### Task material
:::

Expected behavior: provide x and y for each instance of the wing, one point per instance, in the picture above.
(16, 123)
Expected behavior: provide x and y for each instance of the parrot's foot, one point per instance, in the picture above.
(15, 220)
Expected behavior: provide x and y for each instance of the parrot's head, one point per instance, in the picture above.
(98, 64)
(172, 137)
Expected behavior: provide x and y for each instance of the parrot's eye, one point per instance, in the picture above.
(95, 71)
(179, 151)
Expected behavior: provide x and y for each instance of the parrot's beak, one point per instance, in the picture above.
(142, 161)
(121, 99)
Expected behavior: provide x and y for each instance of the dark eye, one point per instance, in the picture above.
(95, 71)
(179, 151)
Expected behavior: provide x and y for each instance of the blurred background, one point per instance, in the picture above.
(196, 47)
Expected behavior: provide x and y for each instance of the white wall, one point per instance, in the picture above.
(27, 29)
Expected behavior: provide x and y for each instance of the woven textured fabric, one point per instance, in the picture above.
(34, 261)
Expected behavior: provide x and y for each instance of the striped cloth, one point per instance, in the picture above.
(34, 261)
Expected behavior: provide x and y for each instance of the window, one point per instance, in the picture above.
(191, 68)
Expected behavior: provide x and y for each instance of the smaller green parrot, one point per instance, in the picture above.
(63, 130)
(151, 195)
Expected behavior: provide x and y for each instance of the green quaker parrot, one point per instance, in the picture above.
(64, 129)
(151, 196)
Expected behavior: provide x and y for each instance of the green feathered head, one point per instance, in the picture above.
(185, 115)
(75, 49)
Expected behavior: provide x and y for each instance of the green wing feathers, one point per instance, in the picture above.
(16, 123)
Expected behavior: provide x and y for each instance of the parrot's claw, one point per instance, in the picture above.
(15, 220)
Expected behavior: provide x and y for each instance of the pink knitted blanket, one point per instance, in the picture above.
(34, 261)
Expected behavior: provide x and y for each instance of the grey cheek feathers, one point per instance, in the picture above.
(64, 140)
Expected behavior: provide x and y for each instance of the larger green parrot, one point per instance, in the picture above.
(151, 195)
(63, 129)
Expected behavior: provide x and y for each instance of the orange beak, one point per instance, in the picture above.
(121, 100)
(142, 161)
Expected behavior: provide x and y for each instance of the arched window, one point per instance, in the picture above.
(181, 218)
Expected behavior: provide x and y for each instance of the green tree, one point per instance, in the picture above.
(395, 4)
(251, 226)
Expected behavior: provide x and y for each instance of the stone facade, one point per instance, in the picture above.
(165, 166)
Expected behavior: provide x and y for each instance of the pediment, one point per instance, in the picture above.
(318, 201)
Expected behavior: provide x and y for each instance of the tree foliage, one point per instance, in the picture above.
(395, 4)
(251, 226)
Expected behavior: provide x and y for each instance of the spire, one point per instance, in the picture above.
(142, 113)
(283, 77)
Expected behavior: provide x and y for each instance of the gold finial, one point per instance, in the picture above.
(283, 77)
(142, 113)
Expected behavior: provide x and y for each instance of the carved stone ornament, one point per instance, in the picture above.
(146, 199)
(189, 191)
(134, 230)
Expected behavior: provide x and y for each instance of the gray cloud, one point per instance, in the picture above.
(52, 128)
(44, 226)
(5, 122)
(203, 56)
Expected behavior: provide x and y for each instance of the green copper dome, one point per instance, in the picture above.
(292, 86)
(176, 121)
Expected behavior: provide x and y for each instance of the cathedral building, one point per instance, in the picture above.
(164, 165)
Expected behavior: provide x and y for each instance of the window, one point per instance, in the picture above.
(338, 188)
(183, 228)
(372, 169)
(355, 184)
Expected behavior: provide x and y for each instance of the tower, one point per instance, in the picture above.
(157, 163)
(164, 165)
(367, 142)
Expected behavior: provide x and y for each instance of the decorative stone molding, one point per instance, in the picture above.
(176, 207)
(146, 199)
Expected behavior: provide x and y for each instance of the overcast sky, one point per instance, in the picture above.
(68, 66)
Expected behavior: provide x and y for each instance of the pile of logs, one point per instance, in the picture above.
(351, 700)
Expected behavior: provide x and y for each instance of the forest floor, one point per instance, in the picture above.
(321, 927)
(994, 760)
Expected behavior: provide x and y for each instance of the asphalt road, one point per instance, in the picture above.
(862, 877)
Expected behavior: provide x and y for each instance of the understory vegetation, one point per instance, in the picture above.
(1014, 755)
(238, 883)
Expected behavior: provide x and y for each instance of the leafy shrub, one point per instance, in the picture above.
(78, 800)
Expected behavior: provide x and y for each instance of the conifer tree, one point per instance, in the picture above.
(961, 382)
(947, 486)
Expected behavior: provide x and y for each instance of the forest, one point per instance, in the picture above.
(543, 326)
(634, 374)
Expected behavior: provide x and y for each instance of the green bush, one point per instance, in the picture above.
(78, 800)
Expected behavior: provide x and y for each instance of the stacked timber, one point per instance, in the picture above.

:::

### Short exercise
Set down, word for word, every line from the line that holds "of the leafy" to the end of the entries above, including both ends.

### Written response
Expected behavior: provide x and y for each instance of the leafy shrub, one point per instance, in the picture above.
(78, 800)
Expected behavior: provide x and y for each instance of the conifer tree, one point per instance, in the picture above.
(961, 382)
(947, 486)
Expected behavior: provide x and y for each instance of the forest, one point per instance, in the picture above.
(543, 326)
(634, 374)
Expected behavior: provide x and y for each instance of the green bush, one point per instance, in the picture above.
(78, 800)
Expected behavior: provide x and y for each instance of the stacked timber, one point per instance, in the picture above.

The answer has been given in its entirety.